- [DOCUMENT SECTION]:
• • • •

Re: [PATCH] QEMU fw_cfg DMA interface documentation

From: Laszlo Ersek
Date: Thu Aug 06 2015 - 11:17:39 EST


On 08/06/15 16:28, Andrew Jones wrote:
> On Thu, Aug 06, 2015 at 04:19:18PM +0200, Marc Marí wrote:
>> On Thu, 6 Aug 2015 16:08:49 +0200
>> Andrew Jones <drjones@xxxxxxxxxx> wrote:
>>
>>> On Thu, Aug 06, 2015 at 01:03:07PM +0200, Marc Marí wrote:
>>>> Add fw_cfg DMA interface specfication in the fw_cfg documentation.
>>>>
>>>> Signed-off-by: Marc Marí <markmb@xxxxxxxxxx>
>>>> ---
>>>> Documentation/devicetree/bindings/arm/fw-cfg.txt | 36
>>>> ++++++++++++++++++++++++ 1 file changed, 36 insertions(+)
>>>>
>>>> diff --git a/Documentation/devicetree/bindings/arm/fw-cfg.txt
>>>> b/Documentation/devicetree/bindings/arm/fw-cfg.txt index
>>>> 953fb64..c880eec 100644 ---
>>>> a/Documentation/devicetree/bindings/arm/fw-cfg.txt +++
>>>> b/Documentation/devicetree/bindings/arm/fw-cfg.txt @@ -49,6 +49,41
>>>> @@ The guest kernel is not expected to use these registers
>>>> (although it is certainly allowed to); the device tree bindings are
>>>> documented here because this is where device tree bindings reside
>>>> in general. +Starting from revision 2, a DMA interface has also
>>>> been added. This can be used +through a write-only, 64-bit wide
>>>> address register. +
>>>> +In this register, a pointer to a FWCfgDmaAccess structure can be
>>>> written, in +big endian mode. This is the format of the
>>>> FWCfgDmaAccess structure:
>>> s/mode/format/
>>>> +
>>>> +typedef struct FWCfgDmaAccess {
>>>> + uint64_t address;
>>>> + uint32_t length;
>>>> + uint32_t control;
>>>> +} FWCfgDmaAccess;
>>>> +
>>>> +Once the address to this structure has been written, an DMA
>>>> operation is +started. If the "control" field has value 2, a read
>>>> operation will be performed. +"length" bytes for the current
>>>> selector and offset will be mapped into the +address specified by
>>>> the "address" field. +
>>>> +If the field "address" has value 0, the read is considered a skip,
>>>> and +the data is not copied anywhere, but the offset is still
>>>> incremented.

• • • •

- [INFORMATION SUPPLIED]:
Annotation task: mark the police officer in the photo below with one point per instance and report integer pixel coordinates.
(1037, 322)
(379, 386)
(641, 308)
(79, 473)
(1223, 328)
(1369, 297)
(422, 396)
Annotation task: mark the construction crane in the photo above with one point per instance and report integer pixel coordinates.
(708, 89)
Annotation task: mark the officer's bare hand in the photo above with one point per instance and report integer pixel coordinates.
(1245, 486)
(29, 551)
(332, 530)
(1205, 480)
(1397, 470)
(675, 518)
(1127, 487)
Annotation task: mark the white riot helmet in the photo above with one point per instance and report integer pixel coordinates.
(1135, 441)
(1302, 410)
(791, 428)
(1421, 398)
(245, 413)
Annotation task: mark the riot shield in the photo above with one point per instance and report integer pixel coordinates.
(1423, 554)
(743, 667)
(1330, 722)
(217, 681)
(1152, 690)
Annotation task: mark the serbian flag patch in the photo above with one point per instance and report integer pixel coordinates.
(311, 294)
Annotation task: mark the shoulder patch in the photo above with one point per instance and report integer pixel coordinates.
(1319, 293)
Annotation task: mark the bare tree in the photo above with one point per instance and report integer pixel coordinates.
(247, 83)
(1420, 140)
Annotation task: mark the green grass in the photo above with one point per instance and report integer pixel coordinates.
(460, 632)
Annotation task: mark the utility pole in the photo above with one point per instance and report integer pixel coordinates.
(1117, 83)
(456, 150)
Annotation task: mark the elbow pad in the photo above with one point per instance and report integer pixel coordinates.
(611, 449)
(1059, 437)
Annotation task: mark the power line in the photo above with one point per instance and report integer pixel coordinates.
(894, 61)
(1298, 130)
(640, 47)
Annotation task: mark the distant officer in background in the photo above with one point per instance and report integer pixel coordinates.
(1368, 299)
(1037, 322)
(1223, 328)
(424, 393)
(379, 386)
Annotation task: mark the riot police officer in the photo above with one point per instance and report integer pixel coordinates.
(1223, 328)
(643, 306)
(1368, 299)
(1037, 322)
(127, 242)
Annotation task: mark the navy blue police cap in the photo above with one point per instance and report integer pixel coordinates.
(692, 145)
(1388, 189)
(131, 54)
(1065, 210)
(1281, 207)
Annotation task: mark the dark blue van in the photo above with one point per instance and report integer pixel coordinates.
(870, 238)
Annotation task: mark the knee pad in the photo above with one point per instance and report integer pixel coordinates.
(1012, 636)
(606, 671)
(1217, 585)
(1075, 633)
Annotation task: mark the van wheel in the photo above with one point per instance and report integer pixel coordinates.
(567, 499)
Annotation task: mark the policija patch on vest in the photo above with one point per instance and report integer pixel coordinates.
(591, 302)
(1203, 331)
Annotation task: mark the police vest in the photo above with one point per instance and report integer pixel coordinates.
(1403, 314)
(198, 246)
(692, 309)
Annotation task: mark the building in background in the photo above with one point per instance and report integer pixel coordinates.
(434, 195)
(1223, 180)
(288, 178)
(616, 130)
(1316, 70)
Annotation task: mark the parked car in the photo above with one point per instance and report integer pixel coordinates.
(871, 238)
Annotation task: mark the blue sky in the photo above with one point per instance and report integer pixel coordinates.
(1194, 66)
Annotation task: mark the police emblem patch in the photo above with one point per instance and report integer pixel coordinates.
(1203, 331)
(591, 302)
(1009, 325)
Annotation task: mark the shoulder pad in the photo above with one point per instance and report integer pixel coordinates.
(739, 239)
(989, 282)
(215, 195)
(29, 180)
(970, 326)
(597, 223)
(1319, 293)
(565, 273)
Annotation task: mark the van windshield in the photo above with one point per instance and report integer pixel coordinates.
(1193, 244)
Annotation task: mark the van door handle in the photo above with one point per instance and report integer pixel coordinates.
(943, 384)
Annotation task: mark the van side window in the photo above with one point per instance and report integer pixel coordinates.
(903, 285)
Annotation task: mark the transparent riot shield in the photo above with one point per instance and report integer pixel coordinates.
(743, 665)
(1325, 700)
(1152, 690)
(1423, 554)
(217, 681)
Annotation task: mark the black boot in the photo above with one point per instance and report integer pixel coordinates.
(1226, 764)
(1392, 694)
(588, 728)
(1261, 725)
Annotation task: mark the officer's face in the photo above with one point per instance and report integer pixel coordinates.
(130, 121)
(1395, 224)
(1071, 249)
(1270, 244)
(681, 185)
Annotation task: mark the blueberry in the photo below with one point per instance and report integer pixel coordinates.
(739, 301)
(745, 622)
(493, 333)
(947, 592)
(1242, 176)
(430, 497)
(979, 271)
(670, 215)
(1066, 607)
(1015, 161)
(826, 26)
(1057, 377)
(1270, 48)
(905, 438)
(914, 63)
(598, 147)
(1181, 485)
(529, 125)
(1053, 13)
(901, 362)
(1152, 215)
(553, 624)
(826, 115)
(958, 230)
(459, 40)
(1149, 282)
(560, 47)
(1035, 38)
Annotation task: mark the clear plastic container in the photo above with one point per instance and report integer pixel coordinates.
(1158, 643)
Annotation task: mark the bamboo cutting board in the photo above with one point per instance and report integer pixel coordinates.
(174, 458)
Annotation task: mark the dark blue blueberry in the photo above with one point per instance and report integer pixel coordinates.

• • • •

- [SET PROBLEM 1]: In the fw_cfg DMA thread, what value must the "control" field hold for a read operation to be performed?
- [SET PROBLEM 2]: Copy out the passage of the fw_cfg DMA thread from "On 08/06/15 16:28, Andrew" to "changed, 36 insertions(+)".

- [WORKED ANSWER 1]: The "control" field must have the value 2.

- [WORKED ANSWER 2]:
On 08/06/15 16:28, Andrew Jones wrote:
> On Thu, Aug 06, 2015 at 04:19:18PM +0200, Marc Marí wrote:
>> On Thu, 6 Aug 2015 16:08:49 +0200
>> Andrew Jones <drjones@xxxxxxxxxx> wrote:
>>
>>> On Thu, Aug 06, 2015 at 01:03:07PM +0200, Marc Marí wrote:
>>>> Add fw_cfg DMA interface specfication in the fw_cfg documentation.
>>>>
>>>> Signed-off-by: Marc Marí <markmb@xxxxxxxxxx>
>>>> ---
>>>> Documentation/devicetree/bindings/arm/fw-cfg.txt | 36
>>>> ++++++++++++++++++++++++ 1 file changed, 36 insertions(+)